**What the exercise asks**
Leave out the pictures and repeat every record exactly.

**Items**
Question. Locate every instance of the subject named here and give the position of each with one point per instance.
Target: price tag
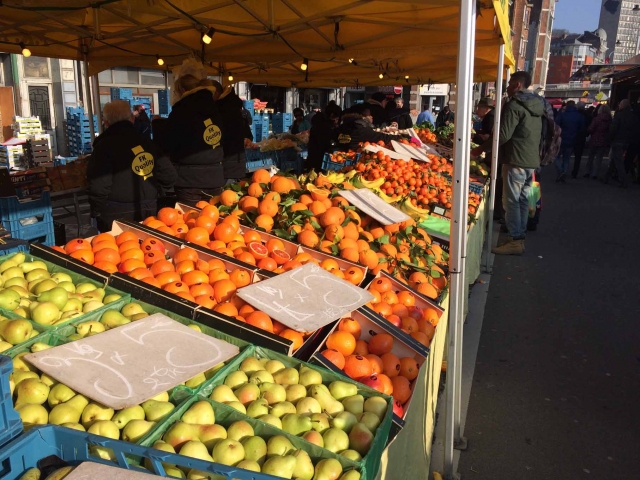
(306, 298)
(374, 206)
(127, 365)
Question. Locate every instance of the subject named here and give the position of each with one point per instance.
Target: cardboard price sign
(367, 201)
(306, 298)
(127, 365)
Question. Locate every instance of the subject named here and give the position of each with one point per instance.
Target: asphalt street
(556, 390)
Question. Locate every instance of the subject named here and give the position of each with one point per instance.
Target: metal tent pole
(464, 85)
(494, 157)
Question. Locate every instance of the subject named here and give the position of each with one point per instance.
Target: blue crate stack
(78, 131)
(281, 122)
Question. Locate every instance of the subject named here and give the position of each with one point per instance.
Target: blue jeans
(515, 199)
(564, 159)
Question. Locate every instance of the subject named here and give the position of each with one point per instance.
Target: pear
(341, 390)
(223, 394)
(228, 452)
(344, 421)
(327, 402)
(32, 415)
(196, 449)
(136, 429)
(314, 437)
(279, 445)
(287, 376)
(240, 430)
(308, 406)
(16, 331)
(295, 392)
(124, 416)
(271, 420)
(255, 449)
(304, 466)
(327, 469)
(335, 440)
(199, 413)
(296, 424)
(354, 404)
(280, 466)
(360, 438)
(236, 379)
(282, 408)
(377, 405)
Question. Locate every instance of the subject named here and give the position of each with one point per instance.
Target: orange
(350, 325)
(334, 357)
(295, 337)
(391, 365)
(409, 368)
(344, 342)
(356, 366)
(380, 344)
(401, 389)
(260, 320)
(223, 290)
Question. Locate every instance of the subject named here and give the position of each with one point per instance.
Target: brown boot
(514, 247)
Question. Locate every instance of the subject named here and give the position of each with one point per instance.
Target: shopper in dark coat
(195, 142)
(127, 171)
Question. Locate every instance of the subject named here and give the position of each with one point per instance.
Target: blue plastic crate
(74, 447)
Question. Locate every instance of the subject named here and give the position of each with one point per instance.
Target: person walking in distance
(599, 141)
(520, 137)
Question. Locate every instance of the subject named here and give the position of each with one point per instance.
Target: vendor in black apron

**Answer**
Question. Locate every instance of the subject named here and give the position of each with one point per instance.
Target: price tag
(306, 298)
(374, 206)
(127, 365)
Question. Locate every instance of the subject named here and give the position of each with one point per instance.
Target: cardboard price sign
(367, 201)
(306, 298)
(127, 365)
Question. Locate every instance of the subject named here and give the position of each with one point per instance.
Target: asphalt street
(556, 390)
Question. Locate every instance of the subject named here and give the position of each with one point per instance.
Target: metal tent pole
(464, 85)
(494, 157)
Question. Locate every instance of the subject named here and give the position of each with one point per instance.
Target: blue crate stack
(78, 131)
(281, 122)
Question. Locate every instance of the subject named here and give the position of each with one point per instance.
Target: blue jeans
(515, 199)
(564, 159)
Question. Locate every instance of the subject named here and give the position of each with one point per instance.
Target: pear
(341, 390)
(223, 394)
(228, 452)
(344, 421)
(327, 402)
(32, 415)
(196, 449)
(136, 429)
(314, 437)
(279, 445)
(287, 376)
(240, 430)
(308, 406)
(16, 331)
(295, 392)
(124, 416)
(271, 420)
(255, 449)
(304, 466)
(327, 469)
(335, 440)
(199, 413)
(296, 424)
(354, 404)
(280, 466)
(360, 438)
(236, 379)
(282, 408)
(377, 405)
Question. Locate every instance of the subject named here and give the position of each with one point per instance.
Target: orange
(350, 325)
(334, 357)
(295, 337)
(391, 365)
(409, 368)
(344, 342)
(356, 366)
(380, 344)
(401, 389)
(260, 320)
(223, 290)
Question. Locate every instance of the subject named here and give the position of each with one point per instance.
Target: brown boot
(514, 247)
Question. Locate every instance of the subject named here and give the position of each with one point per instance.
Target: shopper in dark coat
(195, 142)
(127, 171)
Question. Locate every instance of the subject named here and give the position of each with one point per instance.
Target: blue plastic crate
(74, 447)
Question. Locate every instance of the subject named here and give the position of each with one point per instance.
Target: person walking in distance
(599, 141)
(520, 137)
Question. Locate every instance of the subject named here and give the position of each with one point per instance.
Target: vendor in black apron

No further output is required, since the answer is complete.